__Task instructions__. Your answer must consist of every line from the data below that includes the word "Could".

═══ Entries shown

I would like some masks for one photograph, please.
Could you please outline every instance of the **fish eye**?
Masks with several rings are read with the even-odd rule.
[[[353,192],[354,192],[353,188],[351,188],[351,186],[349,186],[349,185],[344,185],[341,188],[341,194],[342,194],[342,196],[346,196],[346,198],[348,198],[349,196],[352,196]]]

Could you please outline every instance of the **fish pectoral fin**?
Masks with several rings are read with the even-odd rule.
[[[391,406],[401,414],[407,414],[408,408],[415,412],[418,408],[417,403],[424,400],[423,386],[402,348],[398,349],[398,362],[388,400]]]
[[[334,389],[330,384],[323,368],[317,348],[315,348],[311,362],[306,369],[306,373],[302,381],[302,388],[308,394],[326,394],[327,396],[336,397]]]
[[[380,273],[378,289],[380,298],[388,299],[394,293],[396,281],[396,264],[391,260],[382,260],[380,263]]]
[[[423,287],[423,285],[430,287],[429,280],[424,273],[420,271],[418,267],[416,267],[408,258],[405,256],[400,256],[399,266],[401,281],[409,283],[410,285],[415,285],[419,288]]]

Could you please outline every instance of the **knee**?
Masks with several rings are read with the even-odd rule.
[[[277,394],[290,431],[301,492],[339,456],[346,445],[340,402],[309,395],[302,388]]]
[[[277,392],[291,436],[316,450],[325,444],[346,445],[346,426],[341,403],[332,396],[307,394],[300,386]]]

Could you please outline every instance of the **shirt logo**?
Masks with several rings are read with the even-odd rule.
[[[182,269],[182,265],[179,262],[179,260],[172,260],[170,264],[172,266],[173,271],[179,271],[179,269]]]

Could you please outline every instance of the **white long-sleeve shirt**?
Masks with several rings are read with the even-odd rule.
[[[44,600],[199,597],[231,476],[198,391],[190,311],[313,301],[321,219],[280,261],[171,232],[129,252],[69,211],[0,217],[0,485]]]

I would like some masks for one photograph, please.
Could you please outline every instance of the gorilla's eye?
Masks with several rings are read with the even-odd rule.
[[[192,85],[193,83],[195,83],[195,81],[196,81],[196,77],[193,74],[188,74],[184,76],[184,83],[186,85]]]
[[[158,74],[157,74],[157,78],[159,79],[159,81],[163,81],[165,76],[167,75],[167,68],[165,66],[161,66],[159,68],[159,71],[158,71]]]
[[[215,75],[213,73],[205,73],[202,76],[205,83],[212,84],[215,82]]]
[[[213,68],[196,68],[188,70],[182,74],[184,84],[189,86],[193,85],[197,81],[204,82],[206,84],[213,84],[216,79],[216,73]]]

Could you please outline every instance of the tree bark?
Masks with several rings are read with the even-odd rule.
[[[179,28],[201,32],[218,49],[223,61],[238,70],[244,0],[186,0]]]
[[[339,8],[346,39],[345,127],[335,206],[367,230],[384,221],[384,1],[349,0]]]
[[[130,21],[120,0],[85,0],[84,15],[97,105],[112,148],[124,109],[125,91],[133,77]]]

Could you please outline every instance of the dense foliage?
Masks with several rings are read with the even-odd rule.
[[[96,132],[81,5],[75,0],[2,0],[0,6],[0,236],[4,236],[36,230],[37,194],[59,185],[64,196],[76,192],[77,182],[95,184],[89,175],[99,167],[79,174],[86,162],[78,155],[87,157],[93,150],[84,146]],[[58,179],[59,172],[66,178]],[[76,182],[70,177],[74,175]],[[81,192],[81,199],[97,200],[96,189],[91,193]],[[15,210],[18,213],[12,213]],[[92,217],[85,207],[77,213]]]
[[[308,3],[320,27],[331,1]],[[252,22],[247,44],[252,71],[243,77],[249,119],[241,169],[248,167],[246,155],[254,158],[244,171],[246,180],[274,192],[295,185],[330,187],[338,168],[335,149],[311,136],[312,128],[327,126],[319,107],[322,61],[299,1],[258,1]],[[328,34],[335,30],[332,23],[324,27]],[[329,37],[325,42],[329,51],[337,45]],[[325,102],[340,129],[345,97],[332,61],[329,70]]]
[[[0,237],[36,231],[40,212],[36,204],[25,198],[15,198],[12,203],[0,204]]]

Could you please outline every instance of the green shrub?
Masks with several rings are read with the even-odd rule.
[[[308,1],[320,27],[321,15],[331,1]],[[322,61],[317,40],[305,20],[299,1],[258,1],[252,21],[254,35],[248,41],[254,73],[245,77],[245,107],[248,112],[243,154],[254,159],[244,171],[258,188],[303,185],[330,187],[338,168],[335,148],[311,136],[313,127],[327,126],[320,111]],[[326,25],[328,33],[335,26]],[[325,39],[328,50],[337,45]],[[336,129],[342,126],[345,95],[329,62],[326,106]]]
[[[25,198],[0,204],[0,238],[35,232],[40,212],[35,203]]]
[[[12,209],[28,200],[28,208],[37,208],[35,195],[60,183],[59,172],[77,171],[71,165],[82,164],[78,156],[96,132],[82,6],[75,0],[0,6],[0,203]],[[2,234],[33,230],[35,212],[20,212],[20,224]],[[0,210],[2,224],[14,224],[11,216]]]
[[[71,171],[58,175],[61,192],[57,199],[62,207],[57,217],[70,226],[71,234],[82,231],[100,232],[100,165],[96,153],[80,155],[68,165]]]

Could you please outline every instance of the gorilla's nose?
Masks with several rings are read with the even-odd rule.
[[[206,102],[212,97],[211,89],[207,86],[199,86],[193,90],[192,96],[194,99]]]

══════
═══ Entries shown

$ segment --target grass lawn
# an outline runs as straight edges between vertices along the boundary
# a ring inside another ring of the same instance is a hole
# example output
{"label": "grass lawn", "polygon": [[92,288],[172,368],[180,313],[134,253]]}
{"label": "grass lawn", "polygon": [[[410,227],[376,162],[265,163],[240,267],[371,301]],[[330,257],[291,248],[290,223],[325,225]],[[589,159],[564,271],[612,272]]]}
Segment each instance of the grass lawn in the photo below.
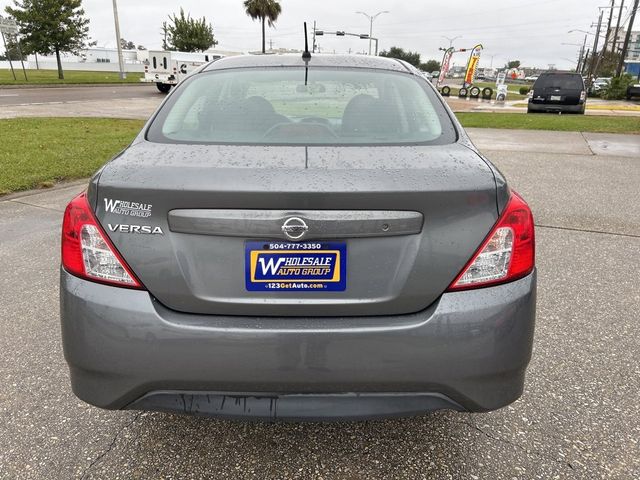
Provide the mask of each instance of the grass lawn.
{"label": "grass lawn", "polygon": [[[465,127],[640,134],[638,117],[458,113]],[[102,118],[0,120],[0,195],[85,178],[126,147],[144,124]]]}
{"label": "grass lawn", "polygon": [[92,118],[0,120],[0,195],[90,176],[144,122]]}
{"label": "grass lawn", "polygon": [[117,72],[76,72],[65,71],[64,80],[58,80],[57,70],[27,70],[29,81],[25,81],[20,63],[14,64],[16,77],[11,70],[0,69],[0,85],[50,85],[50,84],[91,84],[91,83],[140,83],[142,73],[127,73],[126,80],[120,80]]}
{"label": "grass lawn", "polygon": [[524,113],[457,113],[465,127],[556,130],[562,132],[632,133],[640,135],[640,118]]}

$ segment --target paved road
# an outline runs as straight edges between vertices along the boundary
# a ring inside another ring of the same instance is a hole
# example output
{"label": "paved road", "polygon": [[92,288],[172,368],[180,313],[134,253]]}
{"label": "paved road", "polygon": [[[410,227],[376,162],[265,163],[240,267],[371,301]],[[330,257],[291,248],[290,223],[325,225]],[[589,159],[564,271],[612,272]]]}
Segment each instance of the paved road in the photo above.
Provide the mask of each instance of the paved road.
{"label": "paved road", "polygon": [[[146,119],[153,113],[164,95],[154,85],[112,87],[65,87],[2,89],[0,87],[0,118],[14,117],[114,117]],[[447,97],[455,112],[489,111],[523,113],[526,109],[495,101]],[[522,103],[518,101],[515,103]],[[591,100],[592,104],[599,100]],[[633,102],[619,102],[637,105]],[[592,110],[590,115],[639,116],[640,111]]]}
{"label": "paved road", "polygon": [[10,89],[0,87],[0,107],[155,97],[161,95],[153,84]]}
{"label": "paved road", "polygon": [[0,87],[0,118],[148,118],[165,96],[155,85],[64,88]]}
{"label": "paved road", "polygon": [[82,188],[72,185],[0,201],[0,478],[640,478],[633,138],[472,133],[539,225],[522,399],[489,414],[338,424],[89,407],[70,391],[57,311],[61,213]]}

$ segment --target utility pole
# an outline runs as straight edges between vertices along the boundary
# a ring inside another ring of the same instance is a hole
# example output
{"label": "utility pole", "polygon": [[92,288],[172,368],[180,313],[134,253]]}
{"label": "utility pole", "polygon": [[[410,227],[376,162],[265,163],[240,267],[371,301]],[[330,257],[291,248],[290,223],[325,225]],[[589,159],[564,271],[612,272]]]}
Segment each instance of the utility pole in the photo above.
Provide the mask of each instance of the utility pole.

══════

__Written reply__.
Could you please outline every instance of the **fish eye**?
Could you please outline every instance of the **fish pectoral fin**?
Could you please outline every instance of the **knee**?
Could you please outline every instance of the **shirt logo**?
Could you please outline every instance of the **white long-sleeve shirt**?
Could you please outline every instance of the gorilla's eye?
Could you please outline every instance of the tree bark?
Could you please outline every instance of the dense foliage?
Could you please outline every instance of the green shrub?
Could you please outline every instance of the gorilla's nose?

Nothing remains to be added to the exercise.